PROBLEM SET:
• 1. Name every person mentioned in the article on Uighur women and family planning.
• 2. In the article on Uighur women and family planning, rewrite the passage from "Like women across" up to and including "pregnancies are terminated.", substituting "examinations" for "check-ups".
— start of SELECTED EXTRACT —
Uighur women in remote
Chinese province clash with family planning restrictions
From: Mavlan Yasin <MYasin@UniversalCare.com>
November 14, 2000/XINJIANG PROVINCE, China (CNN) -- Despite China's relaxed stand on birth
control, women who are Muslim Uighurs, an ethnic minority group in China's
Xingjiang province, are unhappy with family planning restrictions.
Most Chinese families are supposed to have one child -- a policy introduced in
the 1970s to limit the nation's population growth. But that is not the
case for the Uighurs, who are allowed by the government to have two or three
children.
Like women across China, Uighur women receive regular check-ups to make sure
their intra-uterine birth control devices are firmly in place. Any unplanned
pregnancies are terminated.
However, government family planning policies in Xinjiang have clashed with
Islamic beliefs.
"When I started doing family planning work, some people couldn't accept
it," said family planning official Amina Barat. "They said children
are a gift
from Allah." Resistance to policies may also be an issue of ethnic
survival. Since the communist revolution, ethnic Chinese have grown from 5
percent to 37 percent of Xinjiang's total population.
"There is a growing resentment to all kinds of issues and migration is one
of the largest," said Dru Gladney from the East-West Center, a
U.S.-sponsored education and research organization. "Uighurs
feel that China is trying to assimilate the region, integrate the
region through immigration," he said.
— end of SELECTED EXTRACT —
— start of RECORD EXCERPTS —
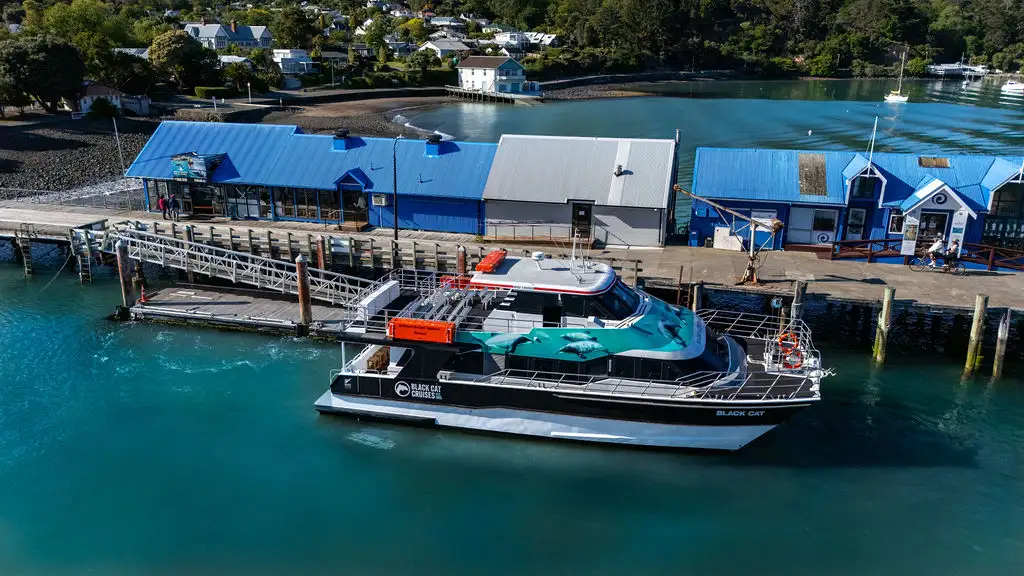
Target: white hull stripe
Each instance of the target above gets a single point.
(524, 422)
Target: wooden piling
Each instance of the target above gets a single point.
(977, 331)
(460, 262)
(305, 303)
(121, 249)
(679, 287)
(1000, 344)
(885, 320)
(189, 237)
(321, 253)
(697, 296)
(799, 295)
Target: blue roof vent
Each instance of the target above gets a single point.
(341, 139)
(433, 146)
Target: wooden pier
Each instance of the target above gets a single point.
(236, 309)
(502, 97)
(690, 276)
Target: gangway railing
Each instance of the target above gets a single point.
(239, 266)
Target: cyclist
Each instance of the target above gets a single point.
(936, 250)
(952, 254)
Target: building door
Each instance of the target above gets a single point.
(353, 204)
(932, 225)
(583, 218)
(855, 220)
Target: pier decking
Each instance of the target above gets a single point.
(844, 281)
(235, 309)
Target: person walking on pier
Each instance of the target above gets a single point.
(174, 206)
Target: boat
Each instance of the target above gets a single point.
(897, 96)
(1013, 87)
(564, 348)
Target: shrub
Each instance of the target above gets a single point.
(207, 92)
(102, 108)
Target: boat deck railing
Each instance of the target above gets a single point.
(787, 346)
(708, 386)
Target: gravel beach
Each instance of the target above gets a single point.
(56, 154)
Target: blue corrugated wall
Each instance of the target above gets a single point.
(431, 213)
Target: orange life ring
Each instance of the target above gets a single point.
(788, 341)
(793, 360)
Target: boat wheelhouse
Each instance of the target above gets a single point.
(565, 350)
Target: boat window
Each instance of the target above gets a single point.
(621, 301)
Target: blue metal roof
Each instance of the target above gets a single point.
(767, 175)
(855, 167)
(283, 156)
(772, 175)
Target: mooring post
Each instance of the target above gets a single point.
(121, 249)
(885, 320)
(697, 296)
(679, 286)
(321, 255)
(139, 279)
(977, 330)
(1000, 344)
(190, 238)
(305, 305)
(799, 294)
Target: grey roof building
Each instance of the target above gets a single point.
(218, 36)
(616, 191)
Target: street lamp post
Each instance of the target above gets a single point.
(394, 183)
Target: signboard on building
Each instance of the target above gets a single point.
(910, 223)
(194, 166)
(958, 227)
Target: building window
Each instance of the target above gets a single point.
(1008, 201)
(863, 188)
(895, 223)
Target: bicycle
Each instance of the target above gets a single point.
(924, 263)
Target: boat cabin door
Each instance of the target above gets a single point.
(583, 218)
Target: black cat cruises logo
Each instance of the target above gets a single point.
(415, 389)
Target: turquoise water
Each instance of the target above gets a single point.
(141, 449)
(820, 114)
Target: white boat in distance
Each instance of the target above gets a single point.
(1013, 87)
(897, 96)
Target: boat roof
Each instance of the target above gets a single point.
(549, 275)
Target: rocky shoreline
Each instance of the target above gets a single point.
(64, 154)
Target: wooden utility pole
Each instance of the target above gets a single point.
(977, 331)
(885, 320)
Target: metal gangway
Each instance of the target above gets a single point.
(237, 266)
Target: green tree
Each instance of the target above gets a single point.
(379, 30)
(293, 29)
(415, 29)
(918, 67)
(42, 68)
(183, 59)
(424, 59)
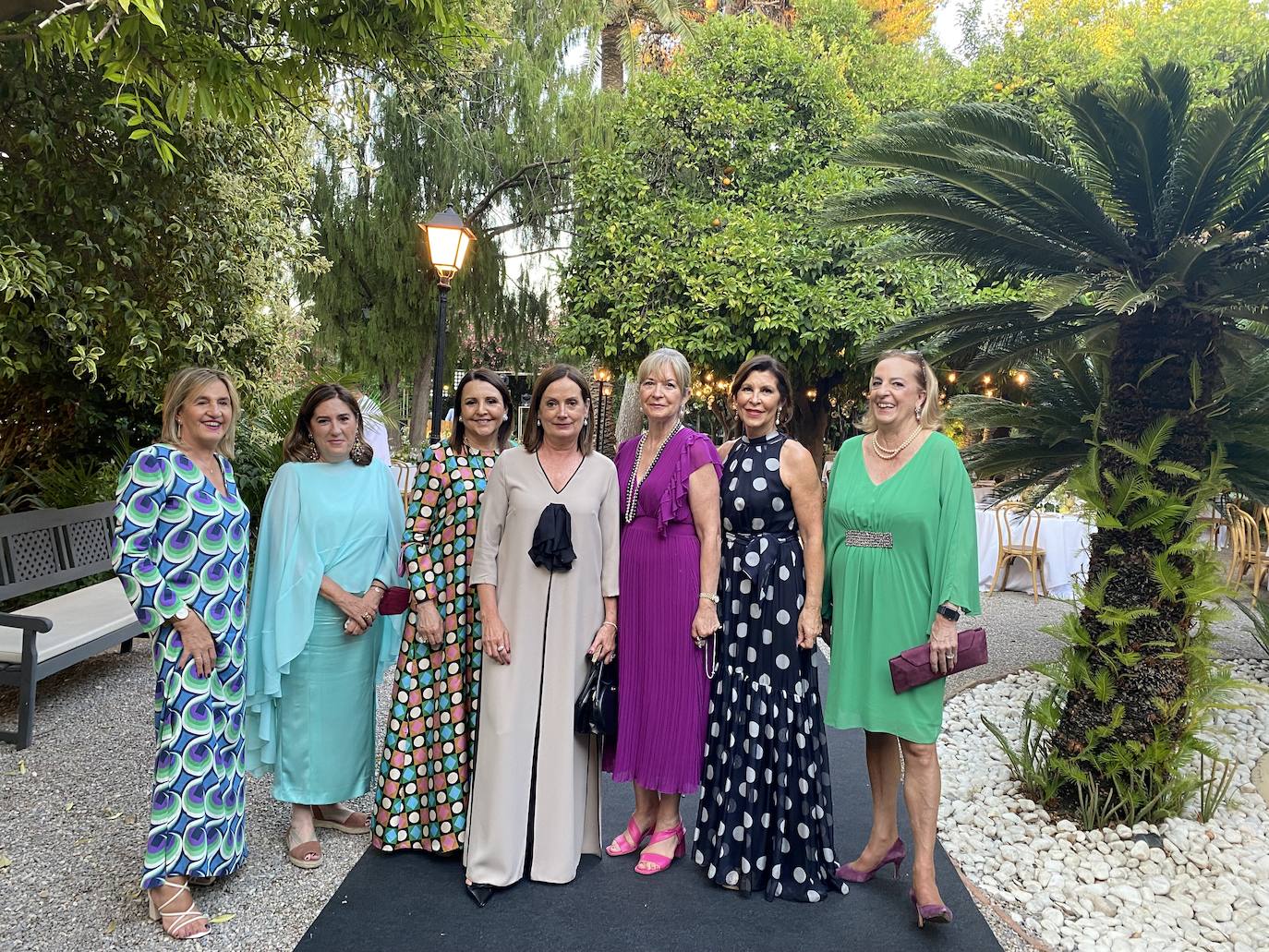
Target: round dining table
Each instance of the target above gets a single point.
(1062, 536)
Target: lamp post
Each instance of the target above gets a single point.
(448, 239)
(604, 379)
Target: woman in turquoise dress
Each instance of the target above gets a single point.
(330, 537)
(429, 745)
(180, 549)
(901, 569)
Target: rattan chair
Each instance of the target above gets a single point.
(1248, 552)
(1025, 529)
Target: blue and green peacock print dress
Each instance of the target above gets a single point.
(180, 542)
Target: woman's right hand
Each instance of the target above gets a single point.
(197, 643)
(496, 640)
(428, 623)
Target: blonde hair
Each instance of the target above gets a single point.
(671, 358)
(186, 383)
(932, 414)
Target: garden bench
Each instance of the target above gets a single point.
(40, 549)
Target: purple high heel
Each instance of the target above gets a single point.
(896, 854)
(934, 913)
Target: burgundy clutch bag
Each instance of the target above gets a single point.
(395, 600)
(912, 669)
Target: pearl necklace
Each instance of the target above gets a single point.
(885, 453)
(636, 483)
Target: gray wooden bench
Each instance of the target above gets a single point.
(40, 549)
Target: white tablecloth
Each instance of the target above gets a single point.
(1065, 539)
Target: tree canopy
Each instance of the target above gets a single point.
(168, 64)
(697, 229)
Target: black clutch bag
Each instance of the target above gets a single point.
(596, 708)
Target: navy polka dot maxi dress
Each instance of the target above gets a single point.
(766, 820)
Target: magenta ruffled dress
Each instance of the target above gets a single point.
(662, 684)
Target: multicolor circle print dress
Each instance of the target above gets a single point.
(180, 542)
(430, 742)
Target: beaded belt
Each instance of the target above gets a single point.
(862, 538)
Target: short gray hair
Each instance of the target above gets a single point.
(671, 358)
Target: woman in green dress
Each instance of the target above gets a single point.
(330, 538)
(901, 566)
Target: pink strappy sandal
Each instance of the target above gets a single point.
(630, 840)
(652, 863)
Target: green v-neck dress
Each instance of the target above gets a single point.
(882, 600)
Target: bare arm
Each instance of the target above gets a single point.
(703, 499)
(797, 471)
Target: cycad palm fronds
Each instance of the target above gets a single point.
(1141, 202)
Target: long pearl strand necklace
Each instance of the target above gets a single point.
(636, 483)
(885, 453)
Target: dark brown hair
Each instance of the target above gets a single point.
(495, 380)
(767, 363)
(298, 450)
(532, 437)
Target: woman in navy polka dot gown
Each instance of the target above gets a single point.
(766, 820)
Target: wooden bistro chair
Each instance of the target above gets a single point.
(401, 474)
(1018, 537)
(1248, 549)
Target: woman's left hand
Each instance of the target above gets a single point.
(706, 622)
(810, 623)
(604, 644)
(943, 645)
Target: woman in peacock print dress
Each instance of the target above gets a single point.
(430, 744)
(180, 551)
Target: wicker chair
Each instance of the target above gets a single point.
(1021, 521)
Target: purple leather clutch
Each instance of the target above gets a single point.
(395, 600)
(912, 669)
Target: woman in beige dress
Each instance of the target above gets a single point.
(546, 572)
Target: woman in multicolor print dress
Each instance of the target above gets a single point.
(180, 551)
(430, 744)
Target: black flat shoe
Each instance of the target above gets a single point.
(480, 894)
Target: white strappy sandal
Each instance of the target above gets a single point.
(183, 918)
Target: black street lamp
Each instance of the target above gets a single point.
(604, 379)
(448, 239)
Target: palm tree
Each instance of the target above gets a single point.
(618, 42)
(1141, 225)
(1045, 438)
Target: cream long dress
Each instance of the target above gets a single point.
(531, 762)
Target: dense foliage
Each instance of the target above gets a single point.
(695, 229)
(170, 64)
(115, 270)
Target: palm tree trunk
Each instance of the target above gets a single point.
(611, 70)
(1139, 396)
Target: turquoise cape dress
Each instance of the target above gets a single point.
(309, 687)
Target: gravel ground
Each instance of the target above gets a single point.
(73, 810)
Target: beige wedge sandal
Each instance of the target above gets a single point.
(183, 918)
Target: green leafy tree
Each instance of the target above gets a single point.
(496, 141)
(241, 61)
(695, 229)
(1145, 226)
(115, 271)
(1039, 47)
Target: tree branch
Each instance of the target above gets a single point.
(515, 180)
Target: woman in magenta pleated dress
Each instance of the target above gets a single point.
(668, 610)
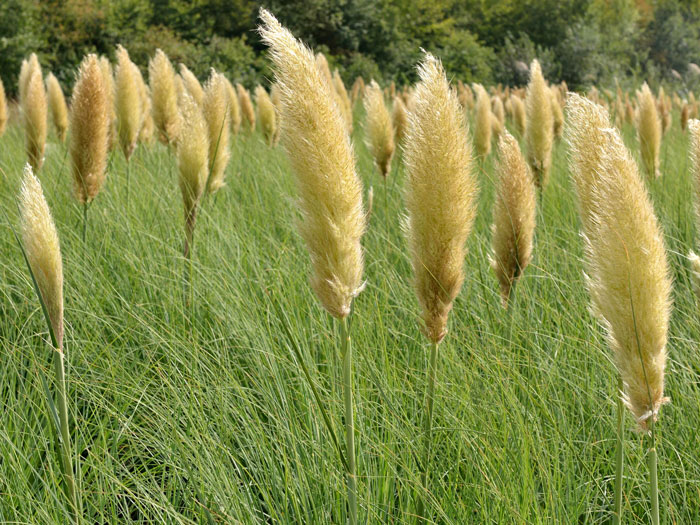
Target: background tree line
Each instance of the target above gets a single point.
(583, 42)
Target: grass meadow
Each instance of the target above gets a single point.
(201, 413)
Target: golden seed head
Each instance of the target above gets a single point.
(379, 129)
(90, 127)
(319, 148)
(513, 216)
(40, 242)
(440, 195)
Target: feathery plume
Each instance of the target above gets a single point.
(127, 102)
(34, 109)
(57, 105)
(192, 85)
(246, 107)
(320, 150)
(90, 125)
(483, 125)
(166, 115)
(41, 246)
(378, 128)
(266, 114)
(648, 131)
(441, 194)
(216, 114)
(540, 126)
(193, 163)
(513, 216)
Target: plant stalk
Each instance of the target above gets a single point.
(619, 454)
(65, 446)
(346, 354)
(427, 429)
— end of RECORD EXCERPTS —
SOLUTION LIST:
• 1. Mavlan Yasin, Amina Barat, Dru Gladney

• 2.
Like women across China, Uighur women receive regular examinations to make sure
their intra-uterine birth control devices are firmly in place. Any unplanned
pregnancies are terminated.